● Work instructions:
Copy out every line of the data that has the word "sidewalk" somewhere in it.
╭─ Recorded information
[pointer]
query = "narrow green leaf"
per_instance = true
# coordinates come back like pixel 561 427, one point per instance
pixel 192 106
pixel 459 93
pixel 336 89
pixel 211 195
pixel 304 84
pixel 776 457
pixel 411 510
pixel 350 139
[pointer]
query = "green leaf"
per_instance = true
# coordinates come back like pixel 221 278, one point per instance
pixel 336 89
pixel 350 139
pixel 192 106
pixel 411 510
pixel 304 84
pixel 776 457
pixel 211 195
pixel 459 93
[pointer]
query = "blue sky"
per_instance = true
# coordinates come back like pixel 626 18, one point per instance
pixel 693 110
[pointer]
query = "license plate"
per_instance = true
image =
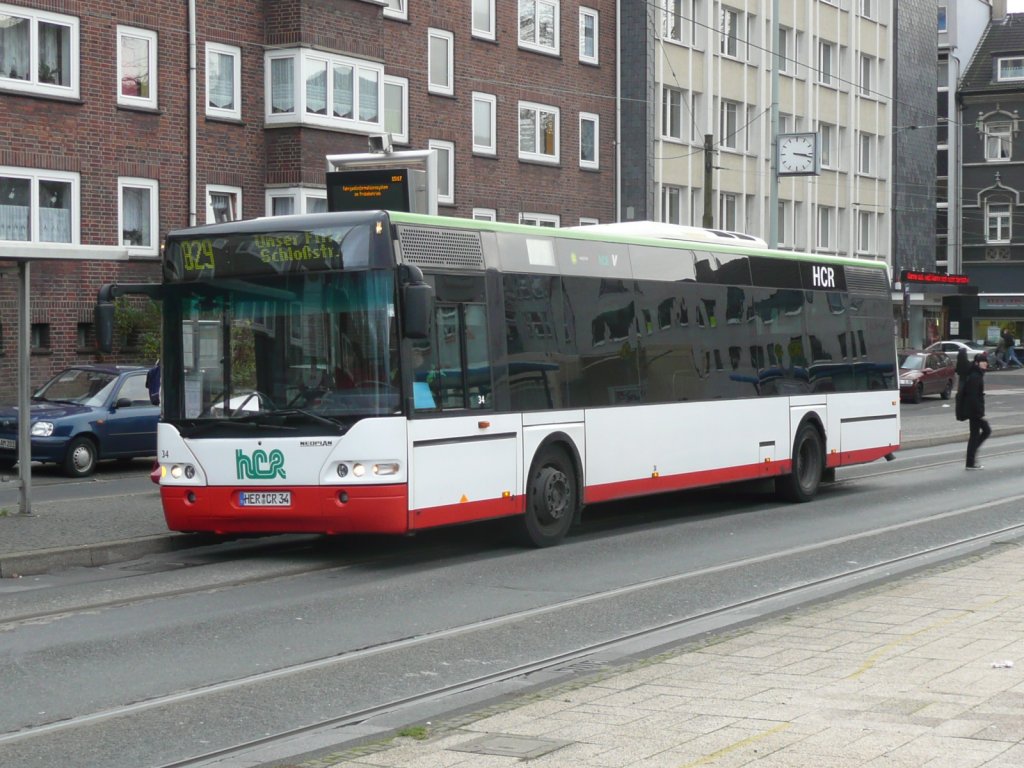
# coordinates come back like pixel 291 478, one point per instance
pixel 265 499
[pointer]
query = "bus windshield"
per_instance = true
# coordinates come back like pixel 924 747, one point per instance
pixel 321 346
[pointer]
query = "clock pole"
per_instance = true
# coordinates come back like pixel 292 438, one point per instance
pixel 773 143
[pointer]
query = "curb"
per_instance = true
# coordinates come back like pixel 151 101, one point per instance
pixel 102 553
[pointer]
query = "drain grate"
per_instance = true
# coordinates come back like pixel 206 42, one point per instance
pixel 511 747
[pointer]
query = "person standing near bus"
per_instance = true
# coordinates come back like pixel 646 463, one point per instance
pixel 973 396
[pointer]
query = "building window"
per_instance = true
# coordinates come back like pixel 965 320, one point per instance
pixel 589 139
pixel 223 81
pixel 136 68
pixel 728 28
pixel 728 125
pixel 998 145
pixel 865 232
pixel 483 18
pixel 539 25
pixel 439 61
pixel 396 109
pixel 539 132
pixel 39 206
pixel 445 170
pixel 673 204
pixel 824 227
pixel 588 35
pixel 540 219
pixel 826 62
pixel 672 113
pixel 286 201
pixel 727 214
pixel 997 222
pixel 1010 68
pixel 395 9
pixel 866 153
pixel 484 124
pixel 335 91
pixel 38 51
pixel 222 204
pixel 137 214
pixel 39 337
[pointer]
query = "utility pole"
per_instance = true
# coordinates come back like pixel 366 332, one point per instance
pixel 709 218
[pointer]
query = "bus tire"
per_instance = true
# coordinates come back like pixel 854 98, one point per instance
pixel 808 465
pixel 552 499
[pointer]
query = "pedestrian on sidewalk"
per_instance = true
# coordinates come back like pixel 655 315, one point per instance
pixel 972 401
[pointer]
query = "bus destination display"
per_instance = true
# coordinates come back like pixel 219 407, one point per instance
pixel 368 189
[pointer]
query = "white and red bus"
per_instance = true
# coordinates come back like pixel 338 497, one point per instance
pixel 377 372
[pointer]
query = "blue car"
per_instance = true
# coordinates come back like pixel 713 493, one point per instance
pixel 83 415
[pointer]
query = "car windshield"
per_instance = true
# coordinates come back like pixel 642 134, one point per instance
pixel 79 386
pixel 911 361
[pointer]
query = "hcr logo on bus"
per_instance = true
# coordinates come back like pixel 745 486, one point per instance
pixel 259 466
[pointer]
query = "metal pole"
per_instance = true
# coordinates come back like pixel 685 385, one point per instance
pixel 773 180
pixel 24 393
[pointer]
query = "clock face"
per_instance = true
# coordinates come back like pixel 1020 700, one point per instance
pixel 797 154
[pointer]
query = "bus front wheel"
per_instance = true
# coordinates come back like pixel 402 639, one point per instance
pixel 551 499
pixel 808 463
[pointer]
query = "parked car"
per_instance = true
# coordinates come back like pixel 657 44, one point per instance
pixel 952 347
pixel 83 415
pixel 925 373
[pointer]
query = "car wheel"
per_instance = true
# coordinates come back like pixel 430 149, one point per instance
pixel 81 458
pixel 551 499
pixel 808 464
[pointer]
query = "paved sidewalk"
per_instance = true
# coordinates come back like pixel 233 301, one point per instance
pixel 926 672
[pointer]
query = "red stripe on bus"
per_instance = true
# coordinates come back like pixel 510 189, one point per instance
pixel 369 509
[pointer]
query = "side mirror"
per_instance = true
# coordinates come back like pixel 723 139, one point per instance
pixel 417 305
pixel 103 316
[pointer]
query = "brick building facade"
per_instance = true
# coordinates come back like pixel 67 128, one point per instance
pixel 95 143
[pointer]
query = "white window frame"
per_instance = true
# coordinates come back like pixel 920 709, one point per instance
pixel 865 153
pixel 589 14
pixel 440 42
pixel 232 192
pixel 33 84
pixel 35 176
pixel 728 124
pixel 300 197
pixel 538 111
pixel 595 163
pixel 303 60
pixel 534 43
pixel 150 101
pixel 153 186
pixel 672 112
pixel 444 196
pixel 1001 219
pixel 491 101
pixel 540 219
pixel 485 8
pixel 396 9
pixel 729 22
pixel 1010 69
pixel 401 134
pixel 998 141
pixel 236 53
pixel 823 228
pixel 826 62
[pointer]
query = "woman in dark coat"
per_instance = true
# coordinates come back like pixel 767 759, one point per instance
pixel 973 395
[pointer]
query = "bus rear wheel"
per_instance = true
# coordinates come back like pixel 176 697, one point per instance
pixel 551 499
pixel 808 463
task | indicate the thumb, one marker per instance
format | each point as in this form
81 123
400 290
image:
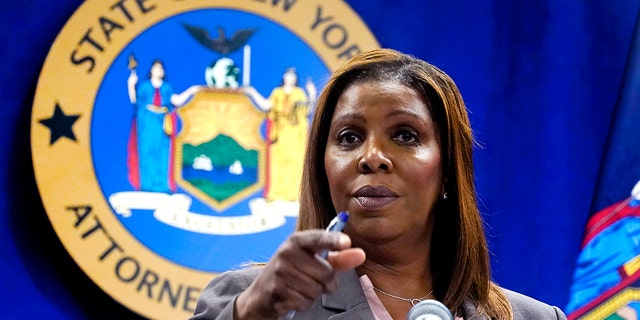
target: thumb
346 259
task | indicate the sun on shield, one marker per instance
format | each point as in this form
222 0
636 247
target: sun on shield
220 149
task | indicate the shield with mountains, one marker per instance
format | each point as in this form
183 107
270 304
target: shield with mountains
220 148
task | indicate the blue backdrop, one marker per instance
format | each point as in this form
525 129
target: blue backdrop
540 78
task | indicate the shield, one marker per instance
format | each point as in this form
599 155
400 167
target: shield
220 150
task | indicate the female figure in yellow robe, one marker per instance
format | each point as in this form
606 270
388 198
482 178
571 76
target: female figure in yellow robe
288 108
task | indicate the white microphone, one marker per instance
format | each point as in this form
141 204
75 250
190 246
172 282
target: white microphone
429 310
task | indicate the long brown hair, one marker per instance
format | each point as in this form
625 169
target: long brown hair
460 260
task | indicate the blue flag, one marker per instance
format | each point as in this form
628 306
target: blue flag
606 282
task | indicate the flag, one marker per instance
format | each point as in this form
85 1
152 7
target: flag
606 281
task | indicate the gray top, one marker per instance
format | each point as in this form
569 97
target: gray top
347 302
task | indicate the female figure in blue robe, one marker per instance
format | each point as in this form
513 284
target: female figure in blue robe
154 130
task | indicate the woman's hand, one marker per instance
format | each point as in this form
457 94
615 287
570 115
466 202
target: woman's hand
296 275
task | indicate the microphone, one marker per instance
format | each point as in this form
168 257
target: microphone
429 310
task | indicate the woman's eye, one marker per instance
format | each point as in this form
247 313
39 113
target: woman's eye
406 137
348 138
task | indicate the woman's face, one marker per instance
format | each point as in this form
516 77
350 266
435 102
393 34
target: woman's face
383 161
157 71
289 78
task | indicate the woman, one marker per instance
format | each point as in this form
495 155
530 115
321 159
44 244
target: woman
150 150
390 143
288 108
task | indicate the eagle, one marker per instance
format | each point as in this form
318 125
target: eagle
221 44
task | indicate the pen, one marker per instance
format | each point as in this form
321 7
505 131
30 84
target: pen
336 225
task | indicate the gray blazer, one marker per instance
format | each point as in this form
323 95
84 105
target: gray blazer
346 303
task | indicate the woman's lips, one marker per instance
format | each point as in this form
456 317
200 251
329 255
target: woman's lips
372 197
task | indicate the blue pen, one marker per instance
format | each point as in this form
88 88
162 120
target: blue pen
336 225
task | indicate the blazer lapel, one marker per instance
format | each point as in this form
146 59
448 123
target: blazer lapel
348 300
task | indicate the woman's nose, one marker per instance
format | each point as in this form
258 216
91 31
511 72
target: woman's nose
374 158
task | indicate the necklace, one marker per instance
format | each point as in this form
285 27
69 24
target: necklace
413 301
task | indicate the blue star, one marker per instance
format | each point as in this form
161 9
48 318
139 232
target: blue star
60 125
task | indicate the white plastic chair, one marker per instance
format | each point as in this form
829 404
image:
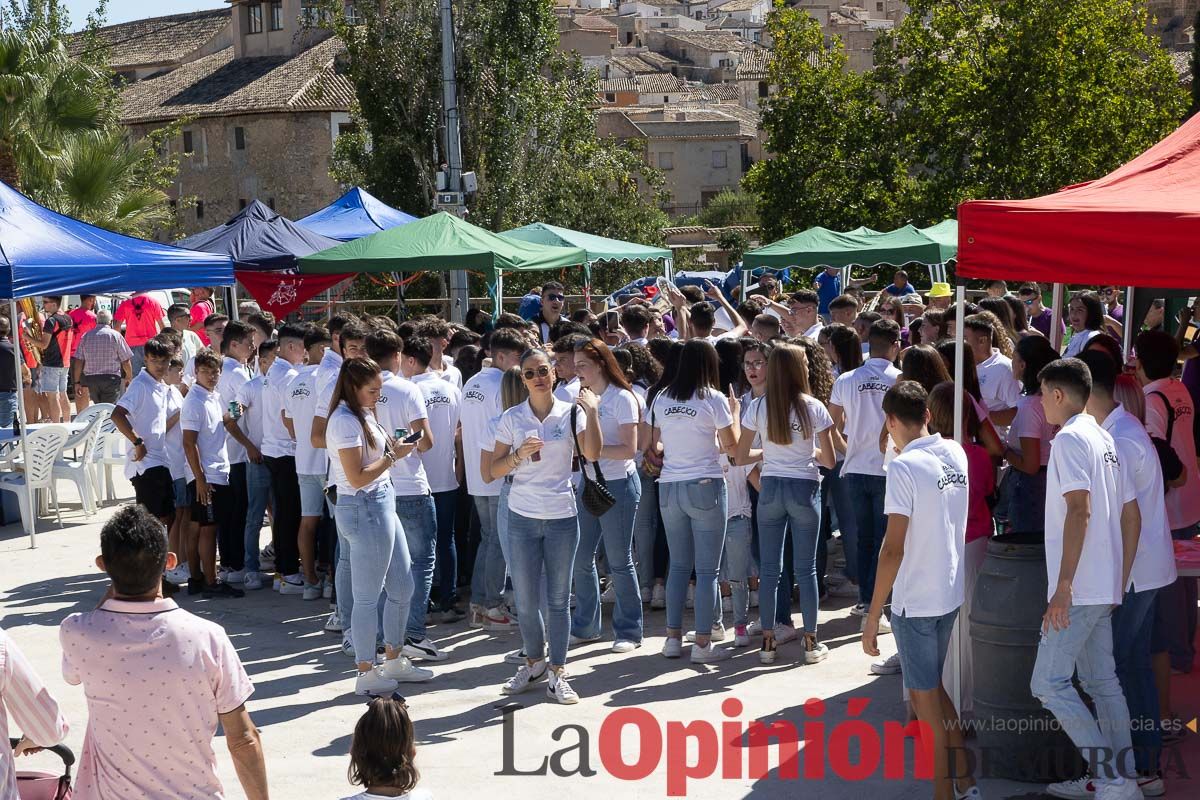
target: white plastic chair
43 447
79 470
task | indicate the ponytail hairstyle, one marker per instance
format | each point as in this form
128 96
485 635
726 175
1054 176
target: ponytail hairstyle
354 376
787 385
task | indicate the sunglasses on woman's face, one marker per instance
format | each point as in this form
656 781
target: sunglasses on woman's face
540 372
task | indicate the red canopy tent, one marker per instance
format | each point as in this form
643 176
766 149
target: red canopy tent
1137 226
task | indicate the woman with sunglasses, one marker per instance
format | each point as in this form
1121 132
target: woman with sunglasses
695 423
534 450
619 414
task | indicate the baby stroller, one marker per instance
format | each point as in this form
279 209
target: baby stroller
34 785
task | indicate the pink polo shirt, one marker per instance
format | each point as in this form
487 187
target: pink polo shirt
156 678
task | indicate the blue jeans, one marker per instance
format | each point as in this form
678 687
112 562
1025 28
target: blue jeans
487 578
375 545
538 546
868 493
1086 647
783 503
694 513
1132 625
447 563
258 494
616 527
418 519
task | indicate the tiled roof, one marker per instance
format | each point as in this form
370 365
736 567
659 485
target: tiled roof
220 85
159 38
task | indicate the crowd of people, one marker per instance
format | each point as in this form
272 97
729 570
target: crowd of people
682 451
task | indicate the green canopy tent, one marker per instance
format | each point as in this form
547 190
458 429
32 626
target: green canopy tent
599 248
439 244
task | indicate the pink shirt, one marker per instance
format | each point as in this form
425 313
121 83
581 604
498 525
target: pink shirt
156 677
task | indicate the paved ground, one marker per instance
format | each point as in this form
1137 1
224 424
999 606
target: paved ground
305 707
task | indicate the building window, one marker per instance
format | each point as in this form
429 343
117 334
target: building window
255 18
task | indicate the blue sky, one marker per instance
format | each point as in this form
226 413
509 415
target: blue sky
123 11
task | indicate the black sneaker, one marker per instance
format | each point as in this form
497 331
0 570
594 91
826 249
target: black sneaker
222 589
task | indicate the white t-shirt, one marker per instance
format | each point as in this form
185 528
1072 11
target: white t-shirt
688 431
443 403
233 377
145 402
1085 457
277 441
928 483
795 459
480 407
541 489
859 392
345 432
1182 503
203 413
1153 565
300 405
997 386
400 403
1031 423
618 407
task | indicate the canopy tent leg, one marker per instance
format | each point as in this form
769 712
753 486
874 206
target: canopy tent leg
31 522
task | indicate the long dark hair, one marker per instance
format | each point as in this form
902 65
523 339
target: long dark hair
697 370
354 376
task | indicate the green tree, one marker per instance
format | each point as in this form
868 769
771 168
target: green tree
1009 98
833 163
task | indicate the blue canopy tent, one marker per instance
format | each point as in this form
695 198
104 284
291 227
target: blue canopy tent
47 253
354 215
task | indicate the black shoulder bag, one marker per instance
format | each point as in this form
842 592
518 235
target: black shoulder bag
597 497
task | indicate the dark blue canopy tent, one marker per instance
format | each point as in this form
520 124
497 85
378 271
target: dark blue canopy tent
354 215
259 239
47 253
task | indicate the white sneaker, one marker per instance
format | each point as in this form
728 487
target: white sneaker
889 666
672 648
559 690
709 655
525 677
423 650
373 681
402 671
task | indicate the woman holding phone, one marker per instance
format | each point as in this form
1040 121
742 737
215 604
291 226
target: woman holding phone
361 453
534 450
695 422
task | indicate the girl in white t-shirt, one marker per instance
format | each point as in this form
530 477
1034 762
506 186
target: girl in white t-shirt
796 440
360 453
383 751
695 423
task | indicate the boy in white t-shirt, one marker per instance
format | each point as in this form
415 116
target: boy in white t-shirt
1092 529
921 566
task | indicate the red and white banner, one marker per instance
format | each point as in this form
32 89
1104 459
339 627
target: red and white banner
282 293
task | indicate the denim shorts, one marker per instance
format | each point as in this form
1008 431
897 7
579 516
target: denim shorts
312 494
923 642
52 379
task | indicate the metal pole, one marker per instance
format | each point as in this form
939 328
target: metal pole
31 500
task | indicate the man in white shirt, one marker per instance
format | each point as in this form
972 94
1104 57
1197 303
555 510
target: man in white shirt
857 409
480 410
921 566
1153 567
997 386
1176 603
279 452
1091 535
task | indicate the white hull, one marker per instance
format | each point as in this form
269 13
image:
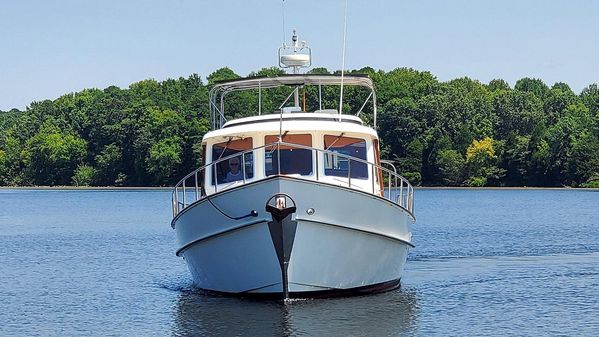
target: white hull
352 241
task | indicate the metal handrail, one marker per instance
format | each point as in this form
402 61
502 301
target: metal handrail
397 190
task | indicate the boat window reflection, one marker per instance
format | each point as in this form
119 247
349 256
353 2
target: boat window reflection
340 166
293 160
232 170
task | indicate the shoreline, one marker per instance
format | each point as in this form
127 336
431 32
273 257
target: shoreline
169 188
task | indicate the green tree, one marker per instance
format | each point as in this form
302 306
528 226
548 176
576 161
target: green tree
451 167
83 175
51 156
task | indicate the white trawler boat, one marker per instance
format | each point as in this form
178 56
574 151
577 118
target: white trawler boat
293 203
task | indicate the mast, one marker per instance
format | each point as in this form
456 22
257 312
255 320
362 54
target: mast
296 56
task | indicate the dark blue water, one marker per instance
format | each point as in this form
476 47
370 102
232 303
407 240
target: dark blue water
486 262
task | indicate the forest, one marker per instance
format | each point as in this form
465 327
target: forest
456 133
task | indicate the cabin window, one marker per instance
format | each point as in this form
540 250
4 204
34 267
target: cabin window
232 169
342 166
293 160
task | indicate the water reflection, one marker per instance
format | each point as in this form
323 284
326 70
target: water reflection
389 314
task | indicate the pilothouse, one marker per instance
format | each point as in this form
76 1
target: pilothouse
293 201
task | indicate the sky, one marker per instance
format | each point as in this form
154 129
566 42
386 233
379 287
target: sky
50 48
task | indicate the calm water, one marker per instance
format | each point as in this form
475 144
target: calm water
486 262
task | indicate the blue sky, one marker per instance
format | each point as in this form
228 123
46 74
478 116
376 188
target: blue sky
49 48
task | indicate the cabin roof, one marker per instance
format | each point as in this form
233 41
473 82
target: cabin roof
291 122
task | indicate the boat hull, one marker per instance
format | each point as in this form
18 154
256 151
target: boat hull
339 241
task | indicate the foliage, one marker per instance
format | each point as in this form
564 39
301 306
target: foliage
459 132
83 176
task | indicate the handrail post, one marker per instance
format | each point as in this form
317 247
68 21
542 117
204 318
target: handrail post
389 185
401 192
214 177
184 194
243 166
279 158
372 171
317 169
349 172
197 189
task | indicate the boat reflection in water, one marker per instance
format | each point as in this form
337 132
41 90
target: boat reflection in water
385 314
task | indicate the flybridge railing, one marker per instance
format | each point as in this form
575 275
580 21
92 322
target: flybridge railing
387 184
218 93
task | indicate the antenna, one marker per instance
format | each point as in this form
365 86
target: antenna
343 60
283 14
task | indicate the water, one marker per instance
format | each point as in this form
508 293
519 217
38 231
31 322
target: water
487 262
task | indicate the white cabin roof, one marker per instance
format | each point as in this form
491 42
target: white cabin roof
292 122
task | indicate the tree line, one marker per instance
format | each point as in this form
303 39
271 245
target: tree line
456 133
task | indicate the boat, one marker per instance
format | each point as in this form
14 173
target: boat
295 202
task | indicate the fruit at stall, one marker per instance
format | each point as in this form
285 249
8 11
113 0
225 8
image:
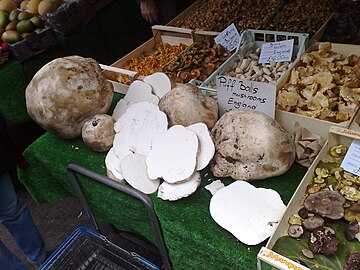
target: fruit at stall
11 36
33 6
14 15
46 6
24 16
4 19
25 26
24 4
11 25
36 21
8 5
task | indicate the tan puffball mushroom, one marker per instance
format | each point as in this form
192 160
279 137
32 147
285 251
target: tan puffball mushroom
98 132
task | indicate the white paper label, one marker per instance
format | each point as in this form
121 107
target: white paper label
229 38
234 93
280 51
351 162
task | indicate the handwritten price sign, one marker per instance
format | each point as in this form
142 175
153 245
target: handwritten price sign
╰─
● Output:
query = "pedestrian on sidewalk"
query = "paved sidewalk"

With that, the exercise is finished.